*** EXCERPTED DATA ***

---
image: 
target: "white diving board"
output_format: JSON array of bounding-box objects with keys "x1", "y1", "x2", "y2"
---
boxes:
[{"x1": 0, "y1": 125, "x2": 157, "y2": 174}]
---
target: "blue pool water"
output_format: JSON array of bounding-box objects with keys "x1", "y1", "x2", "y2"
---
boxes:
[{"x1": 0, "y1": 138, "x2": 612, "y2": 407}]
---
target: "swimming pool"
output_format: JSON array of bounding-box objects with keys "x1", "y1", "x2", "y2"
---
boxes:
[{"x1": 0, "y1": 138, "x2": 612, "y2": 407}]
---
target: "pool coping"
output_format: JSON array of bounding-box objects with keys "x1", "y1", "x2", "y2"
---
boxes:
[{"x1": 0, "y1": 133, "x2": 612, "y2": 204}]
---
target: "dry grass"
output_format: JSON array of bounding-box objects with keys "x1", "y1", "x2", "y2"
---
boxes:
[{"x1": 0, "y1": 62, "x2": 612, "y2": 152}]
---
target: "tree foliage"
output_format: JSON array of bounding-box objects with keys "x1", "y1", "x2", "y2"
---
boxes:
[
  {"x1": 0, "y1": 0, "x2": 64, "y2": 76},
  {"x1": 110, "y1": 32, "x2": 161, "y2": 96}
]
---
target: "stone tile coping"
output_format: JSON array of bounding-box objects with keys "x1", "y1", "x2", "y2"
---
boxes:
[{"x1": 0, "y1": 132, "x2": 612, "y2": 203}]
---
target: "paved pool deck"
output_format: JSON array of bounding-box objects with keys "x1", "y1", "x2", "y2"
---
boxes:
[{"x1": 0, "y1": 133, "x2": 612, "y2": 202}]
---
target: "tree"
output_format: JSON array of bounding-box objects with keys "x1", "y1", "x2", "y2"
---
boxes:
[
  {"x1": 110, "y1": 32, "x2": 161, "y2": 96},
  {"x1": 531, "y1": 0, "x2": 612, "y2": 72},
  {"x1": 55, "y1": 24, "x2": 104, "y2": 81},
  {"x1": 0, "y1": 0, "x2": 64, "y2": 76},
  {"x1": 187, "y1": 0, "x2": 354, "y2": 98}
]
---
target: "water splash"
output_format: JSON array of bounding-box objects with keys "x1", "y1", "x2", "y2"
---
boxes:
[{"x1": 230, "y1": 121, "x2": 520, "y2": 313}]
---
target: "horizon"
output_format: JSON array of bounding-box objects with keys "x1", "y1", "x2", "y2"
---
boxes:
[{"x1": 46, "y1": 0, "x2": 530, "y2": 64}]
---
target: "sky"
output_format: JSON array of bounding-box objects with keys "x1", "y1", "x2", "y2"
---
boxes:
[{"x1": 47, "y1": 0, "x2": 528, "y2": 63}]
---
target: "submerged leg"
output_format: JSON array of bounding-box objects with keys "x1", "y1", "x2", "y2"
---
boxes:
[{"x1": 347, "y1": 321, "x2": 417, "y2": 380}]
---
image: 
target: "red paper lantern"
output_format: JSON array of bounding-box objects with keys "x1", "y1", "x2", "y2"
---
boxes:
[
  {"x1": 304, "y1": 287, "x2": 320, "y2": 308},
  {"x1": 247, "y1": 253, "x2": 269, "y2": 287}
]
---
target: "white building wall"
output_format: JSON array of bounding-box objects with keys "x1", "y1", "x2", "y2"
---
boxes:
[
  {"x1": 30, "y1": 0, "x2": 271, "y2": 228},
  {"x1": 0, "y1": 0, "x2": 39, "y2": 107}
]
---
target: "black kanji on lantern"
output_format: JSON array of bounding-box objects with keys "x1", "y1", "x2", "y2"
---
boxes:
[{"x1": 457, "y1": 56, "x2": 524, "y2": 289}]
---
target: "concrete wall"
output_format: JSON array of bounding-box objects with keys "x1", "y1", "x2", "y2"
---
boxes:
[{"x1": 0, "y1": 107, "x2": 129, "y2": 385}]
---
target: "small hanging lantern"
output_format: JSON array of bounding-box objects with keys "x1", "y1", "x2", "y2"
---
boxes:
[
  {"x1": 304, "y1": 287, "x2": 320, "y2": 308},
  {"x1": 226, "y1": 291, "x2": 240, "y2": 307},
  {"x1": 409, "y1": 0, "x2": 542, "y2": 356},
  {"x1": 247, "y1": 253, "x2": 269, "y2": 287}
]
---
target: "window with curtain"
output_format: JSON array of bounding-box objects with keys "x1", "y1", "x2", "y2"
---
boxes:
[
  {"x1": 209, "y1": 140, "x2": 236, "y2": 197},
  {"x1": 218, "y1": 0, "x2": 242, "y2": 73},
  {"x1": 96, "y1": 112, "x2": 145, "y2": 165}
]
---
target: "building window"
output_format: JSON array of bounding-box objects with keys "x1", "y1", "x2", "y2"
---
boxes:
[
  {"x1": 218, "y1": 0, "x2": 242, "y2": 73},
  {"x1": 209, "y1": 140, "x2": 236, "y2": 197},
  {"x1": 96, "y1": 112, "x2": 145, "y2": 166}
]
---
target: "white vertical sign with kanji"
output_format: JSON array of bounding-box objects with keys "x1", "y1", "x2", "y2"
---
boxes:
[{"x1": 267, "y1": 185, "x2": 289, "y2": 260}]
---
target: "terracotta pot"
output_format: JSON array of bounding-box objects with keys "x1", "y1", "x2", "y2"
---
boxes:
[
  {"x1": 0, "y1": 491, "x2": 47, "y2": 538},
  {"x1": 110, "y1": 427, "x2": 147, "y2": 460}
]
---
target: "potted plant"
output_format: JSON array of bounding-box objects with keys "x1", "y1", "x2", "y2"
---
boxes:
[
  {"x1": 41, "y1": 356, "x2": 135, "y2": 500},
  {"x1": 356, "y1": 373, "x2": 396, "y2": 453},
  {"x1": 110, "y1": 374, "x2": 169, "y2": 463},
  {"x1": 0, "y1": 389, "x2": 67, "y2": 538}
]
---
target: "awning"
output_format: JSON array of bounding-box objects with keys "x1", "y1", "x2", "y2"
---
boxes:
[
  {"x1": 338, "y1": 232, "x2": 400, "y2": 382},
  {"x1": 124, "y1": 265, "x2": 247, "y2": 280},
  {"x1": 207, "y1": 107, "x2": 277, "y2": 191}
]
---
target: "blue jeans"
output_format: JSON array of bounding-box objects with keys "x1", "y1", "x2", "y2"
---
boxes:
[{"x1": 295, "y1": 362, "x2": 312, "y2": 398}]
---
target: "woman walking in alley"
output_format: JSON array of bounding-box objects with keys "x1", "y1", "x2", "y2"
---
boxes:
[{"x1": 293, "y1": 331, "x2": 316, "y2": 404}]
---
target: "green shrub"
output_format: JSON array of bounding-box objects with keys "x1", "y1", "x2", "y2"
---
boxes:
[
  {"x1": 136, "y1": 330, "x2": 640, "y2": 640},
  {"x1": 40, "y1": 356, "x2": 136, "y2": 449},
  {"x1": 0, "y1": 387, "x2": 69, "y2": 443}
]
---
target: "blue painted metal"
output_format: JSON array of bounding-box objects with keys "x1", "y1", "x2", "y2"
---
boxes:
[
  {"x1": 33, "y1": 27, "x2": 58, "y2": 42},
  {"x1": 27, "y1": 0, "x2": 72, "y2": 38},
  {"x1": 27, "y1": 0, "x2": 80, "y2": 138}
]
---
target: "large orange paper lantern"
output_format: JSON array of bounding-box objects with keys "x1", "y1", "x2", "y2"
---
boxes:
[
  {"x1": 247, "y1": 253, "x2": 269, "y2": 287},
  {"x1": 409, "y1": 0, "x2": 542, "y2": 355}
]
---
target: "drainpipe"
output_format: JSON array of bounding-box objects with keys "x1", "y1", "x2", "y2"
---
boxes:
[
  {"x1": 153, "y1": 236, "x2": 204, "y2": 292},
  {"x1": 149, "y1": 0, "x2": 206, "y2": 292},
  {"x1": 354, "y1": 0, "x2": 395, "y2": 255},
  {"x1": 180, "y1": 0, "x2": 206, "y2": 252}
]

***
*** EXCERPTED DATA ***

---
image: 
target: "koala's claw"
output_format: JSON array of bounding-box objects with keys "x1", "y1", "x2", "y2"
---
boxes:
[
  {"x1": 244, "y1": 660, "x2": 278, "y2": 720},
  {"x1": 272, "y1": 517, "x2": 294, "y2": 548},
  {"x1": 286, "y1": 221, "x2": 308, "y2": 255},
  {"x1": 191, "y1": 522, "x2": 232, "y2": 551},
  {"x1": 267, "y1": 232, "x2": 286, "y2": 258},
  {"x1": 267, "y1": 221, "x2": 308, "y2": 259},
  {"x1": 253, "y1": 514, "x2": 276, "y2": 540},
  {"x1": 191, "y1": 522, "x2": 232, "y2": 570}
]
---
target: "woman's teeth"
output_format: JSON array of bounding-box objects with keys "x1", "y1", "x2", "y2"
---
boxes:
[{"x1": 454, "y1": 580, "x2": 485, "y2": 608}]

***

WHAT YOU HAVE TO DO:
Extract every line of the material above that contains the string "woman", matching case exactly.

RESULT OF THE TASK:
target: "woman walking in alley"
target: "woman's teeth"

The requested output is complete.